*Supplied information*.
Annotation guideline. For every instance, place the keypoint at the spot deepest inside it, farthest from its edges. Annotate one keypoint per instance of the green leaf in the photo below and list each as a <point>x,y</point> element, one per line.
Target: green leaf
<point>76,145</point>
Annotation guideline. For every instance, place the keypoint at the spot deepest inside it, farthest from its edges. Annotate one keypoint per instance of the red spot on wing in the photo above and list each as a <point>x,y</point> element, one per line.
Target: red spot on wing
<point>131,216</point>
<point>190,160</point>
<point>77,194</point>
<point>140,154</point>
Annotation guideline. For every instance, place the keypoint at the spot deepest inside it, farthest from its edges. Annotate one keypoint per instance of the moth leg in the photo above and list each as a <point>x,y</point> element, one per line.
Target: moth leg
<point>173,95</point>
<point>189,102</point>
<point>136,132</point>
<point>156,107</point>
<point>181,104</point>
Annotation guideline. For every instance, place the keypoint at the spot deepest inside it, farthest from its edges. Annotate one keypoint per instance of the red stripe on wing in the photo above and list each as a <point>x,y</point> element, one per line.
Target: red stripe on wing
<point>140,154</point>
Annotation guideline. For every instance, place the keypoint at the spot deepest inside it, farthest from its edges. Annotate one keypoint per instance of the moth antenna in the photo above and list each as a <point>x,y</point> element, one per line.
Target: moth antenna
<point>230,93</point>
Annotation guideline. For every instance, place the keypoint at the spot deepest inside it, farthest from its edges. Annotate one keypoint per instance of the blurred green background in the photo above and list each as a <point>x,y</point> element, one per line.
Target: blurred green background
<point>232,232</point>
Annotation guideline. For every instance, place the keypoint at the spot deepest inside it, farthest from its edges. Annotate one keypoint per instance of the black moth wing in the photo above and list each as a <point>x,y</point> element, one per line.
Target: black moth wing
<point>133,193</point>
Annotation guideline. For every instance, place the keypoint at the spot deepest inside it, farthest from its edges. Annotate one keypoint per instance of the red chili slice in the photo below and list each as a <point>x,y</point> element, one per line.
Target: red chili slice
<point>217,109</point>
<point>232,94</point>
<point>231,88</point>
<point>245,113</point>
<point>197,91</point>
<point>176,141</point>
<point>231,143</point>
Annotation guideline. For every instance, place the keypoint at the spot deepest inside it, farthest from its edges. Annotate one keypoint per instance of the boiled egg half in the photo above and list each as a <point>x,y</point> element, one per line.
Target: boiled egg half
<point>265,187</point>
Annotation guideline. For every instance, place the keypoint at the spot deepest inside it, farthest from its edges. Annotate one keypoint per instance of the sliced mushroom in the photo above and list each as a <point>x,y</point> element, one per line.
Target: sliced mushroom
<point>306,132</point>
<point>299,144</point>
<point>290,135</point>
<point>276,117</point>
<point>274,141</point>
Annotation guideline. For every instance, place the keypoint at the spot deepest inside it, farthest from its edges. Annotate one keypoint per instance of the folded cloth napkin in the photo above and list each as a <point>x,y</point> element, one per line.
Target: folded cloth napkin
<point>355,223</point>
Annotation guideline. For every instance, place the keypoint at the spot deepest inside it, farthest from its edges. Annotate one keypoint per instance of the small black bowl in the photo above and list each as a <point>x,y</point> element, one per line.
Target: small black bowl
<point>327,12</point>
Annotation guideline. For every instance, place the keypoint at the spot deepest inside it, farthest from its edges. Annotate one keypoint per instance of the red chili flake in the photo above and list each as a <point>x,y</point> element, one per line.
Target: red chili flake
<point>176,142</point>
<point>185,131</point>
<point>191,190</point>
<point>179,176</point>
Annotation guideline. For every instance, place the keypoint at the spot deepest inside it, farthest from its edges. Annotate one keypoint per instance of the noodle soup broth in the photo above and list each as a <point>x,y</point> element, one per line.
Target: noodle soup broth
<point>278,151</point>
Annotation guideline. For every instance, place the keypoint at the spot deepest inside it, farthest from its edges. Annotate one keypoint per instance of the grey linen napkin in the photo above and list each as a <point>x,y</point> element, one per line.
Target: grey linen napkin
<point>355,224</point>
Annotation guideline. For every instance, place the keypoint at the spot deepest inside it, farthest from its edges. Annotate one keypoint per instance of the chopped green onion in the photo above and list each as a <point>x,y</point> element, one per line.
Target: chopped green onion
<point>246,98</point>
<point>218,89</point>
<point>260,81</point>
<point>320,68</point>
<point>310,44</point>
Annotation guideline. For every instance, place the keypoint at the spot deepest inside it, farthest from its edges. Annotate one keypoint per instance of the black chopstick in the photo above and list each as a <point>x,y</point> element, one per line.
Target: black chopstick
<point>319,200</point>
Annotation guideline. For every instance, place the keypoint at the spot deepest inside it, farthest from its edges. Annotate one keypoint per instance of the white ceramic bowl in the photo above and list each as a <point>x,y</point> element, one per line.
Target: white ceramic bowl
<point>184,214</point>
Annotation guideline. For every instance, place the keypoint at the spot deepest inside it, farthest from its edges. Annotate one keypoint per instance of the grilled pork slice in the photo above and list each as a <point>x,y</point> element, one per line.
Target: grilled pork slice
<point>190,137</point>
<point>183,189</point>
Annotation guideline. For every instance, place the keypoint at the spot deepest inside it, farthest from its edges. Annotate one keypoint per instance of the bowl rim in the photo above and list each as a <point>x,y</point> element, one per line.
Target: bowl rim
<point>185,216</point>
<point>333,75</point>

*Your instructions*.
Write out the whole listing exactly.

*Exercise answer*.
Annotation guideline. For every instance, place the keypoint at the spot deepest inside it, farthest from its edges. Annotate one keypoint per instance of the green leaf in the photo below and list each as a <point>x,y</point> element, one per line.
Target: green leaf
<point>76,145</point>
Annotation guideline. For every instance, place the keypoint at the spot deepest inside it, farthest from its edges. Annotate one keypoint per instance of the red spot on wing in the photo above and list each as a <point>x,y</point> element, one per line.
Target: red spot on wing
<point>131,216</point>
<point>190,160</point>
<point>77,194</point>
<point>140,154</point>
Annotation guideline. For every instance, place the keypoint at the spot deepest inside it, farthest from its edges. Annotate one keypoint per instance of the moth leg in the photo above and list each as a <point>x,y</point> element, one per line.
Target: moth leg
<point>173,95</point>
<point>189,102</point>
<point>136,132</point>
<point>156,107</point>
<point>181,104</point>
Annotation guideline. For every instance, place the keypoint at the spot deepest inside it, farthest from its edges. Annotate one keypoint per instance of the red stripe on wing in the photo above and list each as a <point>x,y</point> element, one per line.
Target: red stripe on wing
<point>140,154</point>
Annotation guideline. For every instance, place the keypoint at the spot deepest inside it, farthest from its edges. Annotate one keypoint per instance of the moth antenna in the photo above and list each as a <point>x,y</point> element, one per line.
Target: moth antenna
<point>230,93</point>
Annotation guideline. For every instance, place the keypoint at the spot deepest inside it, farthest from its edges. Annotate one keypoint per instance of the blurred green background in the photo above and list each as a <point>x,y</point> element, one per line.
Target: blurred green background
<point>232,232</point>
Annotation guideline. For every instance, place the keypoint at the spot deepest inside it, farthest from its edges. Annotate one keypoint per instance of the black moth wing in the photo above and list each as a <point>x,y</point> element, one per line.
Target: black moth wing
<point>133,193</point>
Annotation guideline. For every instance, place the keypoint at the spot deepest inside it, farthest from its edges. Annotate one keypoint per instance of the red chili slice in the photo below and list each as a <point>x,y</point> element, one per line.
Target: red chili slice
<point>217,109</point>
<point>232,94</point>
<point>231,88</point>
<point>245,113</point>
<point>197,91</point>
<point>176,141</point>
<point>231,143</point>
Annotation guideline. For every instance, place the keypoint at the spot deepest inside it, farthest from its edges. Annotate one keypoint per instance of the boiled egg half in the photo above and list each as a <point>x,y</point> element, one per line.
Target: boiled egg half
<point>265,187</point>
Annotation guideline. For every instance, place the keypoint at the spot deepest inside it, farthest from its edges. Annotate one keypoint per instance of the sliced mushroom in the photo above and list each as a <point>x,y</point> element, one per line.
Target: sliced mushroom
<point>306,132</point>
<point>299,144</point>
<point>290,135</point>
<point>276,117</point>
<point>274,141</point>
Annotation guideline. For every instance, place the keypoint at the spot deepest inside it, farthest from its edges. Annotate one keypoint per instance of the folded cloth napkin in the photo above and list each as a <point>x,y</point> element, one per line.
Target: folded cloth napkin
<point>355,223</point>
Annotation guideline. For every instance, place the keypoint at the spot deepest inside it, farthest from its edges. Annotate one keypoint per instance of the small black bowl in the photo above and list each as a <point>x,y</point> element, one per line.
Target: small black bowl
<point>327,12</point>
Annotation guideline. For every instance, place the keypoint at the spot deepest inside it, farthest from its edges. Annotate one keypoint per instance of the red chili flake in the photo above and list each as a <point>x,y</point> element, one per line.
Target: red chili flake
<point>176,142</point>
<point>185,131</point>
<point>191,190</point>
<point>179,176</point>
Annotation guideline. For every instance, place the keypoint at the spot deepest inside it, farthest from its edges. Annotate one keypoint per instance of the noodle soup broth in the photo above and list each as a <point>x,y</point> element, one per line.
Target: noodle soup broth
<point>278,151</point>
Annotation guideline. For every instance, place the keypoint at the spot deepest inside it, farthest from its edges. Annotate one keypoint per instance of the grey linen napkin in the photo above and list each as a <point>x,y</point> element, one per line.
Target: grey linen napkin
<point>355,224</point>
Annotation guideline. For every instance, place the keypoint at the spot deepest inside it, farthest from its edges. Annotate one keypoint per instance of the chopped green onion in the photo above and list each as a <point>x,y</point> element, one per line.
Target: chopped green onion
<point>246,98</point>
<point>218,89</point>
<point>260,81</point>
<point>320,68</point>
<point>310,44</point>
Annotation guideline. For every instance, place the keypoint at the spot deepest inside it, farthest from its edges. Annotate one keypoint per instance of the black chopstick in the photo above and list each as a <point>x,y</point> element, one per line.
Target: black chopstick
<point>319,200</point>
Annotation guideline. For every instance, place the keypoint at the spot deepest inside it, farthest from its edges. Annotate one keypoint per instance of the white ceramic bowl in the photo above and list each as a <point>x,y</point> element, one per line.
Target: white ceramic bowl
<point>184,214</point>
Annotation guideline. For every instance, place the keypoint at the spot deepest inside it, farthest from its edges. Annotate one keypoint per instance of the grilled pork slice in the photo above and list each as a <point>x,y</point> element, one per line.
Target: grilled pork slice
<point>190,137</point>
<point>183,189</point>
Annotation guideline. For every instance, place the keypoint at the spot deepest inside it, farthest from its edges. Annotate one keypoint per instance of the bowl rim in the photo above and list each as a <point>x,y</point> element, one per line.
Target: bowl rim
<point>185,216</point>
<point>333,75</point>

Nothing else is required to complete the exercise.